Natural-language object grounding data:
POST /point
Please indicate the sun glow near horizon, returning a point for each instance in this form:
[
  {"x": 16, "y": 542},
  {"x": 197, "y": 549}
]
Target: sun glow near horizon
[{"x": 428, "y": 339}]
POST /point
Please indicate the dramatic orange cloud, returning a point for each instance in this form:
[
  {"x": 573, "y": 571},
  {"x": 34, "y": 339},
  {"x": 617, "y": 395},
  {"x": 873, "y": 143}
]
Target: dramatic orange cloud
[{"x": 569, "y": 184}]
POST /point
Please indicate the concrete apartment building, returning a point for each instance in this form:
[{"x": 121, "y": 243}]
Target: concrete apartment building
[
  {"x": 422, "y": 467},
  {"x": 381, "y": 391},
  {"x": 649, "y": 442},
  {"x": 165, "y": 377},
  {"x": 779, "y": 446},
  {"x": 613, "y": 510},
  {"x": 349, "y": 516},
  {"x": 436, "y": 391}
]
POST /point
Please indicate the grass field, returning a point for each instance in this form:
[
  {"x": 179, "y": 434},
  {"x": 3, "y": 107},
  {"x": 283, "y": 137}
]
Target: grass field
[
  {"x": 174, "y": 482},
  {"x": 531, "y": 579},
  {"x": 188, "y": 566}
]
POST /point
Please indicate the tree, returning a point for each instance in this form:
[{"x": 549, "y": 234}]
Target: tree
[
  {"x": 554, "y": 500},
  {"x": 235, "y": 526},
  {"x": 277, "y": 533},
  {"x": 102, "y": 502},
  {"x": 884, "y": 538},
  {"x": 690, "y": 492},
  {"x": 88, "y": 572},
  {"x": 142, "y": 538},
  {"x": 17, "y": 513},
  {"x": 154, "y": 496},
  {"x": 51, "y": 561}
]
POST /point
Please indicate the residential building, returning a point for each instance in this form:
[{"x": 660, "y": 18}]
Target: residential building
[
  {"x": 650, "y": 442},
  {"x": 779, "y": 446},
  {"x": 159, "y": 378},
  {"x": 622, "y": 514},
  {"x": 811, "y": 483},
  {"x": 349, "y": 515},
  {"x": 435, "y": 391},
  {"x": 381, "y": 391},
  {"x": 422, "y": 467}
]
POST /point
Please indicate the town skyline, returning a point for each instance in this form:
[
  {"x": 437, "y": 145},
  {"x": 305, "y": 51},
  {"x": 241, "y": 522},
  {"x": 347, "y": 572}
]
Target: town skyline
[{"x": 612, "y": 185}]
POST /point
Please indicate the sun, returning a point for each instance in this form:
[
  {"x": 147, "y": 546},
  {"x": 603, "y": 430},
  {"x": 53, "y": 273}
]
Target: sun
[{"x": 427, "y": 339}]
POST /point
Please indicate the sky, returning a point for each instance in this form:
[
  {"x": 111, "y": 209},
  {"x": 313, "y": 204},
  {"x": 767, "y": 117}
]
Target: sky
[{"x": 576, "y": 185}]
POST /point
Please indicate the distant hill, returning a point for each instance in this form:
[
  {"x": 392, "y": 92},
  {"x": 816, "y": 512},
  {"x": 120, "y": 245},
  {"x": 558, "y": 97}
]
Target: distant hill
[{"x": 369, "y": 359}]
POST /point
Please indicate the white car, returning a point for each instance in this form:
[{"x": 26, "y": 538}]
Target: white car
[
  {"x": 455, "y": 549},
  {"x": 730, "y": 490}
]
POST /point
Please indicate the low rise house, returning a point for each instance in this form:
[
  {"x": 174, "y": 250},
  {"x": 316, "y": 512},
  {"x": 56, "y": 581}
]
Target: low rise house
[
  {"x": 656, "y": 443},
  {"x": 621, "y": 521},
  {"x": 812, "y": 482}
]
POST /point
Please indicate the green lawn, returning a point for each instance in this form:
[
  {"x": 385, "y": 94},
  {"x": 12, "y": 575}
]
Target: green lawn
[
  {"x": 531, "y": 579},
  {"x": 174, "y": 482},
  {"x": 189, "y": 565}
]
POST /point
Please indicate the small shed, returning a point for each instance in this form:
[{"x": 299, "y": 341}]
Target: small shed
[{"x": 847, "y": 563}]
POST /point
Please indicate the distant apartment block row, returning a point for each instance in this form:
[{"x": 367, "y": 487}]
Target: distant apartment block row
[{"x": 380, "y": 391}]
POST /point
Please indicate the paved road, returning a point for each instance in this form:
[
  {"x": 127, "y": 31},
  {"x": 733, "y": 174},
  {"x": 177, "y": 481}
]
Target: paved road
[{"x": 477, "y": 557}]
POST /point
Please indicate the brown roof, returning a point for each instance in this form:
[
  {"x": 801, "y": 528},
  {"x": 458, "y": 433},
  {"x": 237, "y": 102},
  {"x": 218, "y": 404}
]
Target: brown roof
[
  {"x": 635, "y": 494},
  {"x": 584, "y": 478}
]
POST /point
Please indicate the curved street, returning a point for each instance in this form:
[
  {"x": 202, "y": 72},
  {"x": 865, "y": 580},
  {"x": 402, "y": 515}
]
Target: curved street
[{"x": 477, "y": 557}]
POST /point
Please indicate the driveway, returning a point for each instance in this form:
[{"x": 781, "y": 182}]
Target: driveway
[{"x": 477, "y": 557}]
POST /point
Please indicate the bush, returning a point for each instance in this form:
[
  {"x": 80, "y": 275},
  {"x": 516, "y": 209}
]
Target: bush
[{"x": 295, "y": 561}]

__WHAT YOU NEED TO DO__
Write each record out again exactly.

__RESULT FOR THIS EXERCISE__
POST /point
Please indicate the sun glow near horizon, returning a point for each instance in this form:
[
  {"x": 16, "y": 542},
  {"x": 197, "y": 549}
]
Target: sun glow near horizon
[{"x": 428, "y": 339}]
POST /point
Please indicate the dramatic orange cloud, returning a point for each instance in this form:
[
  {"x": 573, "y": 571},
  {"x": 34, "y": 339},
  {"x": 617, "y": 395},
  {"x": 873, "y": 143}
]
Target: dramatic orange cloud
[{"x": 569, "y": 184}]
POST /point
Please indicate the concrete apartment building, returning a point for each instance in this form:
[{"x": 121, "y": 243}]
Target: concrete apartment building
[
  {"x": 422, "y": 467},
  {"x": 381, "y": 391},
  {"x": 649, "y": 442},
  {"x": 165, "y": 377},
  {"x": 779, "y": 446},
  {"x": 613, "y": 510},
  {"x": 349, "y": 516},
  {"x": 436, "y": 391}
]
POST /point
Please indicate the grass field, returning a point for each instance in this form:
[
  {"x": 179, "y": 434},
  {"x": 3, "y": 107},
  {"x": 283, "y": 137}
]
Target: grass field
[
  {"x": 174, "y": 482},
  {"x": 531, "y": 579},
  {"x": 188, "y": 566}
]
POST /point
Please indicate the tree, returning a point for each instance in this form:
[{"x": 549, "y": 234}]
Target: tree
[
  {"x": 554, "y": 500},
  {"x": 235, "y": 526},
  {"x": 277, "y": 533},
  {"x": 102, "y": 502},
  {"x": 884, "y": 538},
  {"x": 690, "y": 492},
  {"x": 88, "y": 572},
  {"x": 142, "y": 538},
  {"x": 17, "y": 513},
  {"x": 154, "y": 496},
  {"x": 51, "y": 561}
]
POST /point
Please indicate the residential building, returning a point for each instance in this form:
[{"x": 660, "y": 18}]
Target: residential building
[
  {"x": 650, "y": 442},
  {"x": 779, "y": 446},
  {"x": 159, "y": 378},
  {"x": 622, "y": 514},
  {"x": 811, "y": 483},
  {"x": 349, "y": 515},
  {"x": 435, "y": 391},
  {"x": 381, "y": 391},
  {"x": 422, "y": 467}
]
POST /point
Please indicate the town skyline, returning a point for each instance in this form:
[
  {"x": 437, "y": 145},
  {"x": 305, "y": 51},
  {"x": 241, "y": 522},
  {"x": 347, "y": 572}
]
Target: town skyline
[{"x": 612, "y": 185}]
POST /point
Please indicate the sun, returning a point for each instance in this form:
[
  {"x": 147, "y": 546},
  {"x": 603, "y": 430},
  {"x": 53, "y": 273}
]
Target: sun
[{"x": 427, "y": 339}]
POST /point
Please indicate the sky, returning a point for each instance in this form:
[
  {"x": 111, "y": 209},
  {"x": 313, "y": 204},
  {"x": 767, "y": 117}
]
Target: sky
[{"x": 576, "y": 185}]
POST /point
Please indicate the distant hill, returning a point for each instance in this form:
[
  {"x": 392, "y": 92},
  {"x": 816, "y": 512},
  {"x": 120, "y": 245},
  {"x": 558, "y": 97}
]
Target: distant hill
[{"x": 369, "y": 359}]
POST /point
Please indicate the white car, returning a point for each instance in this form:
[{"x": 26, "y": 538}]
Target: white car
[
  {"x": 455, "y": 549},
  {"x": 730, "y": 490}
]
POST /point
Please indicate the low rise house, returning a point for each instance in this form:
[
  {"x": 174, "y": 250},
  {"x": 316, "y": 512},
  {"x": 56, "y": 581}
]
Target: low rise house
[
  {"x": 656, "y": 443},
  {"x": 621, "y": 521},
  {"x": 812, "y": 482}
]
POST /point
Please indicate the green lawn, returning a point for each instance in this form:
[
  {"x": 385, "y": 94},
  {"x": 12, "y": 575}
]
Target: green lawn
[
  {"x": 531, "y": 579},
  {"x": 174, "y": 482},
  {"x": 189, "y": 565}
]
POST /point
Please indicate the small shed, returning a point for each instance in this form:
[{"x": 299, "y": 341}]
Target: small shed
[{"x": 847, "y": 563}]
POST /point
Please indicate the distant apartment block row, returning a point for each instance in this form:
[{"x": 367, "y": 487}]
Target: distant apartment block row
[{"x": 380, "y": 391}]
POST /point
Please indicate the paved road, returning a point for each instance in this form:
[
  {"x": 127, "y": 31},
  {"x": 733, "y": 174},
  {"x": 177, "y": 481}
]
Target: paved road
[{"x": 477, "y": 557}]
POST /point
Please indicate the brown roof, returning a point for each instance in this form:
[
  {"x": 801, "y": 528},
  {"x": 458, "y": 433},
  {"x": 237, "y": 102},
  {"x": 218, "y": 404}
]
Target: brown roof
[
  {"x": 635, "y": 494},
  {"x": 584, "y": 478}
]
POST /point
Please indicate the curved street, returning a point for each instance in this form:
[
  {"x": 202, "y": 72},
  {"x": 865, "y": 580},
  {"x": 402, "y": 515}
]
Target: curved street
[{"x": 477, "y": 557}]
POST /point
Please indicate the driveway, returning a point for each instance in this form:
[{"x": 781, "y": 182}]
Target: driveway
[{"x": 477, "y": 557}]
POST /point
Please indicate the bush, returning a point for each instance in this form:
[
  {"x": 80, "y": 275},
  {"x": 516, "y": 209}
]
Target: bush
[{"x": 295, "y": 561}]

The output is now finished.